• **Given instruction 1**:
Print the stretch of the essay on personality and politics in Pakistan from "Groundbreaking Western studies" through "the current situation.".
• **Given instruction 2**:
For each statement below, say yes or no to whether the essay on personality and politics in Pakistan supports it, and quote the words of the essay that settle it. (a) The essay reports that much scholarship exists on the link between personality and politics in Pakistan. (b) The studies that used the notion of the 'authoritarian personality' date from the 1940s and 50s. (c) Later research found that the link between personality and politics is weak and of little consequence.

• **Selection**:
::::::::

Volume 7, No. 10, October 2025
Editor: Rashed Rahman
Democratic politics in Pakistan has degraded into a farce, and the country now closely resembles a dystopia. A critical factor in the descent is the entwinement of personality and politics, on which however there is minimal, and even that mostly tangential, scholarship. However, there is extensive, largely Western, scholarship on the consequential impact of personality on politics, building on which this essay provides a broad-brush view of the situation in Pakistan in that regard.
Groundbreaking Western studies in the 1940s and 50s found that anti-democratic and fascistic, viz authoritarian political attitudes and behaviour could be understood by utilising the notion of the ‘authoritarian personality’. That triggered considerable research that confirms that the enmeshment of personality and politics is a robust and consequential phenomenon, but also pointed to some of the weaknesses of the authoritarian personality explanation, an important one being that that explanation would predict that individuals with an authoritarian personality would demonstrate authoritarianism regardless of the cultural and historical context, and the current situation.

::::::::

• **Point labeling dataset excerpts**:
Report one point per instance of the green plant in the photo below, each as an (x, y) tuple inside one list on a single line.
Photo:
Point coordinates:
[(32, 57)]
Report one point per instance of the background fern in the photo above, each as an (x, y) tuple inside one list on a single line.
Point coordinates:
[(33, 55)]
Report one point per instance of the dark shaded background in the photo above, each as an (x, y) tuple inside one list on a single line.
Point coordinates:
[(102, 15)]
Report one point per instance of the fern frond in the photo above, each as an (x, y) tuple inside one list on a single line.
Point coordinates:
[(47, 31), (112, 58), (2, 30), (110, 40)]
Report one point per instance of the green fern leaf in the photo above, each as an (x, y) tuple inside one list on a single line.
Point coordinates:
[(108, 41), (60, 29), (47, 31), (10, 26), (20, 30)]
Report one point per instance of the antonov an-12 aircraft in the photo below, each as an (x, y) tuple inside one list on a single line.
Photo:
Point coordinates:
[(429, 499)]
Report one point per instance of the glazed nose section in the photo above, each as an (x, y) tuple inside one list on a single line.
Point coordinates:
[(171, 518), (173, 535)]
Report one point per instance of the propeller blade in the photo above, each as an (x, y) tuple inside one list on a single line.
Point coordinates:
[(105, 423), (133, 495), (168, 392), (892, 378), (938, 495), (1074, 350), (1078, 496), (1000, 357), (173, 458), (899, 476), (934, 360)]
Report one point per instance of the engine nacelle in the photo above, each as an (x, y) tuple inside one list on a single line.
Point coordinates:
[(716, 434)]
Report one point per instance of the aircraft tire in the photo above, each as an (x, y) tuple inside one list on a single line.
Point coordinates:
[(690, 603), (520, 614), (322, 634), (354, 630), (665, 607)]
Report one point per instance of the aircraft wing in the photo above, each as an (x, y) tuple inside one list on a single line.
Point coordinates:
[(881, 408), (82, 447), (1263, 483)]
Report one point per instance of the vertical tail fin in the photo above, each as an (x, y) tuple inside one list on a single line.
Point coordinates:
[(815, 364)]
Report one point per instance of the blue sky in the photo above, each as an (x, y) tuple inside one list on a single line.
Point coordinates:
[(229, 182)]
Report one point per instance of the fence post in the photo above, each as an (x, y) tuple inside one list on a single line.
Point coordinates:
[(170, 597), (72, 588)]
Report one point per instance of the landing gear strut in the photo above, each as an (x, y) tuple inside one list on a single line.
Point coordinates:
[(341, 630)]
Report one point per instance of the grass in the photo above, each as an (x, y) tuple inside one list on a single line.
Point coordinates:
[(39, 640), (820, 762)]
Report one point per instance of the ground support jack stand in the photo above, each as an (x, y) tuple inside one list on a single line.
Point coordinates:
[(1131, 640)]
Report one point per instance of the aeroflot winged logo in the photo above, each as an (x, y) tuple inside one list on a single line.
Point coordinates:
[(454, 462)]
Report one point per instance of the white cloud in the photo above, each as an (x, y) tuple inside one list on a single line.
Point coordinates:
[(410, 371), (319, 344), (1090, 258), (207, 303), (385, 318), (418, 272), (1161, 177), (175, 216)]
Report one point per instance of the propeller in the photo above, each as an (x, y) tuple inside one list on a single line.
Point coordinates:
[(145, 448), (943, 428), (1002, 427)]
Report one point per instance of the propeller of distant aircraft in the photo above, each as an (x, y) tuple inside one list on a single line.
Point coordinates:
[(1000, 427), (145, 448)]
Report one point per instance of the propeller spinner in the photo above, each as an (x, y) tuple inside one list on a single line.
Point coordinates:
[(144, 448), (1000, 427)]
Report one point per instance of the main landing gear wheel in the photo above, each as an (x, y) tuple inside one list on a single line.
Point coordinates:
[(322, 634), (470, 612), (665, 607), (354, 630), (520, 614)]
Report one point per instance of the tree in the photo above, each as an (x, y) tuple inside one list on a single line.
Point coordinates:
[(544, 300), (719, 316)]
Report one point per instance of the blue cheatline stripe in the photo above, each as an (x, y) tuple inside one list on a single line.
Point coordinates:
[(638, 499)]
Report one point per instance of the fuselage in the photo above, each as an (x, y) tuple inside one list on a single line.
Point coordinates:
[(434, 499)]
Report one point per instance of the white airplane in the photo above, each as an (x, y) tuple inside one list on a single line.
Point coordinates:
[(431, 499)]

::::::::

• **Result 1**:
Groundbreaking Western studies in the 1940s and 50s found that anti-democratic and fascistic, viz authoritarian political attitudes and behaviour could be understood by utilising the notion of the ‘authoritarian personality’. That triggered considerable research that confirms that the enmeshment of personality and politics is a robust and consequential phenomenon, but also pointed to some of the weaknesses of the authoritarian personality explanation, an important one being that that explanation would predict that individuals with an authoritarian personality would demonstrate authoritarianism regardless of the cultural and historical context, and the current situation.

• **Result 2**:
(a) No: "on which however there is minimal, and even that mostly tangential, scholarship"
(b) Yes: "Groundbreaking Western studies in the 1940s and 50s"
(c) No: "confirms that the enmeshment of personality and politics is a robust and consequential phenomenon"